▶ [Alıntı]
İş Görüşmelerinde Gerçeği Çarpıtmak
Bir yabancı meslektaşım, CV hazırlama ve işe alım görüşmelerini, “kişinin mükemmelliğe en çok yaklaştığı an” olarak değerlendirmişti. Bu söz benim için “zihin açıcı” oldu. Eş arama sitelerindeki özellikler ve iş başvurularındaki özgeçmişler arasında hayret edilecek benzerlikler olduğunu gördüm. Her ikisinde de, böyle bir insanın neden hâlâ sıkı sıkıya sahiplenilmediğine akıl erdirmek zordur.
İnsanların gerçeği kendilerine göre çarpıtmak ve kendilerini olduğundan daha iyi görmek ve göstermek konusunda inanılmaz bir yetenekleri vardır. Konunun biraz daha iyi anlaşılmasını sağlamak için bir araştırmayı kısaca özetlemek istiyorum.
Seattle’da iki psikiyatri uzmanı elli sürücüye şu soruyu sormuşlar: ”En son direksiyonda olduğunuzda sürüş becerinizi, dikkatinizi ve ruhsal durumunuzu nasıl değerlendirirsiniz?” Sürücülerin büyük çoğunluğu, kendilerini ve durumlarını “iyi” veya “çok iyi” olarak değerlendirmişler. Ancak durumu fazlasıyla ilginç kılan, bu görüşmelerin hastanede yapılıyor olması ve sürücülerin ambulansla getirilmiş olmalarıydı. Polis raporlarına göre, sürücülerin üçte ikisi yaptıkları hatadan bütünüyle sorumluydular. Yarısından fazlasının arabası tekrar kullanılamayacak durumdaydı ve yarısına yakını mahkemeden mahkumiyetle çıkacaktı. Elli sürücü arasında sadece beş sürücü, “kısmen” hatalı olduğunu kabul etmişti.
Sizce sürücülerin böyle hayal dünyasında olmalarının ve kendilerini bu kadar hatalı değerlendirmelerinin özel bir nedeni var mıydı? Belki hayret edeceksiniz ama, bu sorunun cevabı, bu tutumun “normal” insan davranışı olmasıdır.
Yukarıda da belirttiğimiz gibi, insana özgü olan bu “normal” davranış, işe alımlarda ve özel yetenek arayışlarında kurumlara maliyeti öngörülemeyecek kadar büyük olan sonuçlar doğurmaktadır. İnsanların büyük bir bölümü kendileri için çok önem taşıyan bir seçim süreciyle karşılaştıklarında, gerçeği “normal” sınırların ötesinde çarpıtmakta ve yalan sınırına giren beyanlarda bulunabilmektedir.

▶ [Görevler]
(a) İş görüşmeleri yazısına göre Seattle'da sürücülere sorulan soruda hangi üç şeyi değerlendirmeleri istendi? Sırayla yaz.
(b) Kayıtlarda “for every instance of the light” ifadesini içeren satırdan başlayıp kayıtların sonuna kadar uzanan satırları, ilk ve son satır dahil, aynen yeniden yaz.

Saklanan veri kümesi öğeleri:
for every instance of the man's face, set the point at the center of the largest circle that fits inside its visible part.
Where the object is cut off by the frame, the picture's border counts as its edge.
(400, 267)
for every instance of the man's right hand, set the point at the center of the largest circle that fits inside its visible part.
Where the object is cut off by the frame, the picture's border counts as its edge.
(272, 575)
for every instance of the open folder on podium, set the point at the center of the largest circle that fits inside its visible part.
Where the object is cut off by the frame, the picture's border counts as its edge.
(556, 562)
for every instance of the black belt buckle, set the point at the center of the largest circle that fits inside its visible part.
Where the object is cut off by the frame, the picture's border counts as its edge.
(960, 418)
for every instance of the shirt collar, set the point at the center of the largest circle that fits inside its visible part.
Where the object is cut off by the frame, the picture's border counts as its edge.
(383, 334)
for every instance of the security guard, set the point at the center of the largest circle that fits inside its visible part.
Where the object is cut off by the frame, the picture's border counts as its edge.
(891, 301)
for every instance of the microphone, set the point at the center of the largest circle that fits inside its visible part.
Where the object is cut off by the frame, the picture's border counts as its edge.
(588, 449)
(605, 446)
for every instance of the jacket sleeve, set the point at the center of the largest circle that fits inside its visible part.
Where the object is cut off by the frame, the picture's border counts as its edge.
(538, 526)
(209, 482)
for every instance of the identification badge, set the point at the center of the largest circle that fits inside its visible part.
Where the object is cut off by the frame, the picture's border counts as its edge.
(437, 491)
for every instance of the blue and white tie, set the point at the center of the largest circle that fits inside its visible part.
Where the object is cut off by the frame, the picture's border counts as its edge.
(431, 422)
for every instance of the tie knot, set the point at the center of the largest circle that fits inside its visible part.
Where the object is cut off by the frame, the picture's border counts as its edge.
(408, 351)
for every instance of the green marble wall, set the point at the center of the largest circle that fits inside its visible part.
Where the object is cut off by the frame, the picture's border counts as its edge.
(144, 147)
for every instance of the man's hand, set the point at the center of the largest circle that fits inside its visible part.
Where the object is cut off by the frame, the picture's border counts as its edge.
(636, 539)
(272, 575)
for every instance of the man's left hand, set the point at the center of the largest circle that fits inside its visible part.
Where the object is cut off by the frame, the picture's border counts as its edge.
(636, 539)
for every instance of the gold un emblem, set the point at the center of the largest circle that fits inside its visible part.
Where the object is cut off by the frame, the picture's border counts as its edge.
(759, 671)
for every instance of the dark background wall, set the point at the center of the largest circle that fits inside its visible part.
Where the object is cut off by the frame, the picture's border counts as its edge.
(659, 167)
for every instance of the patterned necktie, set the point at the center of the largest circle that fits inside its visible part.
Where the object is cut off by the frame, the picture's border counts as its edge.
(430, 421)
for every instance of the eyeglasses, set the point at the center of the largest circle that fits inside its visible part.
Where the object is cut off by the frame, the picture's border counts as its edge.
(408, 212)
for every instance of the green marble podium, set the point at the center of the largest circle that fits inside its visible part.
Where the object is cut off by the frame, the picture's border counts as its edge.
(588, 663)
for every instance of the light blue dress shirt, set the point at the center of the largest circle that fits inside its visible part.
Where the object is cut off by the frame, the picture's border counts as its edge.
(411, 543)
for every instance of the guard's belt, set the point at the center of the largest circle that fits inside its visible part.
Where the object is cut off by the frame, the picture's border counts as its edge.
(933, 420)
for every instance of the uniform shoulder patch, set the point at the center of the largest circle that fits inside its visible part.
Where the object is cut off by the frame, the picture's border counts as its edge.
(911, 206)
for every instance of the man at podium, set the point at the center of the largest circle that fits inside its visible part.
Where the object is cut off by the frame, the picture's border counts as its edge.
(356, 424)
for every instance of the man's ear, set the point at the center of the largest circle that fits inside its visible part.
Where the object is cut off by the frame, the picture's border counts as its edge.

▶ [Görev Cevapları]
(a) sürüş becerisi, dikkat, ruhsal durum

(b)
for every instance of the light blue dress shirt, set the point at the center of the largest circle that fits inside its visible part.
Where the object is cut off by the frame, the picture's border counts as its edge.
(411, 543)
for every instance of the guard's belt, set the point at the center of the largest circle that fits inside its visible part.
Where the object is cut off by the frame, the picture's border counts as its edge.
(933, 420)
for every instance of the uniform shoulder patch, set the point at the center of the largest circle that fits inside its visible part.
Where the object is cut off by the frame, the picture's border counts as its edge.
(911, 206)
for every instance of the man at podium, set the point at the center of the largest circle that fits inside its visible part.
Where the object is cut off by the frame, the picture's border counts as its edge.
(356, 424)
for every instance of the man's ear, set the point at the center of the largest circle that fits inside its visible part.
Where the object is cut off by the frame, the picture's border counts as its edge.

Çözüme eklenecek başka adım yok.